# 文档节选
南美最高峰攀登全记录

  • 来源:环球人文地理
  • 关键字:攀登,阿空加瓜山
  • 发布时间:2011-09-15 15:05
  矗立在阿空加瓜山脚下的那60多座墓碑,见证了这里自然环境的复杂与恶劣。

  刀薄的峰脊上,队友差点滑坠下深渊;而名不虚传的“狂风岭”,几乎让人寸步难行……

  在南美洲阿根廷西北部与智利接壤的门多萨省境内,在沿太平洋海岸由北向南延伸的安第斯山脉中,耸立着一座高峰,其峰顶云雾缭绕,乱石遍布,时有冰雪覆盖,呈现出雄浑之美,这便是有着“美洲巨人”之称的阿空加瓜山(Aconcagua)。

  与它那海拔6960米的挺拔身躯一样,阿空加瓜山有着几项不容世人忽视的头衔:南美洲最高峰、西半球最高峰、世界最高的死火山。正因为如此,自从1897年1月14日瑞士人马蒂阿斯?朱布里金率先成功登顶以来,它就一直吸引着各国登山爱好者前来一试身手,试图征服这个“巨人”。如今,阿空加瓜山区已成为阿根廷著名的登山旅游区,每到登山季节——每年的12月到次年2月,来此登山的人总是络绎不绝,但通常只有获得了登山许可证,才被允许登山。

  这座高峰四面皆可攀登,从北坡攀登相对容易,但从南坡攀登难度极大——位居世界最著名、最艰险的三大陡壁之首,每年都有登山者不幸在此罹难,其中不乏技术娴熟的登山高手。矗立在阿空加瓜脚下的那60多座墓碑,就见证了这里自然环境的复杂与恶劣。

  尽管如此,我们一行人还是怀着征服这个“巨人”的梦想,踏上了前往阿根廷的旅途,准备将自己多年的夙愿付诸实现。

  穿越霍尔孔山谷走向阿空加瓜

  经过漫长的飞行后,我们终于风尘仆仆地到达了阿空加瓜山的门户——阿根廷的门多萨。我们运气不错,在一家名叫“阿空加瓜经验”的登山用品商店,得到了一张地图,上面标明了换外汇、申请登山许可证的地方,这让我们节约了不少时间。同时,我们还雇佣了几头骡子,驮运登山物品。

# 任务清单
[1] 根据这篇阿空加瓜山攀登记录,阿空加瓜山的海拔是多少米?
[2] 请把阿空加瓜山攀登记录中从“刀薄的峰脊上,队友差点滑坠下”到“瓜山(Aconcagua)。”的文字原样抄写下来。

# 所列条目
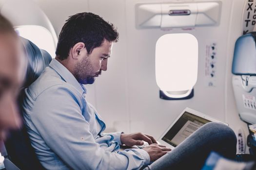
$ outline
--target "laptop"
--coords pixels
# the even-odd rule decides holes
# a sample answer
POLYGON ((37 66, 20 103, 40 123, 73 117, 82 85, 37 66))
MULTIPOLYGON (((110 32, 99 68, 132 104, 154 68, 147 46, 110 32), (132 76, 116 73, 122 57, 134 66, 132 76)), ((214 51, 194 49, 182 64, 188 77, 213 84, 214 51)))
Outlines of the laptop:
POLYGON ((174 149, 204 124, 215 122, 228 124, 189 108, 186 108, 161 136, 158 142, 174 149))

* * *

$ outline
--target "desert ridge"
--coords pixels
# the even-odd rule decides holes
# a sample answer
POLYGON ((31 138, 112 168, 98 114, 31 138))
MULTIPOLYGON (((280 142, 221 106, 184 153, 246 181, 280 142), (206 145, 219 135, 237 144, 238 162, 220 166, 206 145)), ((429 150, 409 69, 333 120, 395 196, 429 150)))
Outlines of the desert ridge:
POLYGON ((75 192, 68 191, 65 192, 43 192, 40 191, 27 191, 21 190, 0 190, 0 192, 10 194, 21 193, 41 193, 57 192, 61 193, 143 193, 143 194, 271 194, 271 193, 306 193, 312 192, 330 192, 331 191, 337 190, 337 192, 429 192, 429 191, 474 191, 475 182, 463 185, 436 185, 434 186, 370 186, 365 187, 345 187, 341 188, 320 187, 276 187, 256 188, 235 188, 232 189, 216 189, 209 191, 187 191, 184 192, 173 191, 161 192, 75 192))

# 问题解答
[1] 阿空加瓜山海拔6960米。

[2]
刀薄的峰脊上,队友差点滑坠下深渊;而名不虚传的“狂风岭”,几乎让人寸步难行……

  在南美洲阿根廷西北部与智利接壤的门多萨省境内,在沿太平洋海岸由北向南延伸的安第斯山脉中,耸立着一座高峰,其峰顶云雾缭绕,乱石遍布,时有冰雪覆盖,呈现出雄浑之美,这便是有着“美洲巨人”之称的阿空加瓜山(Aconcagua)。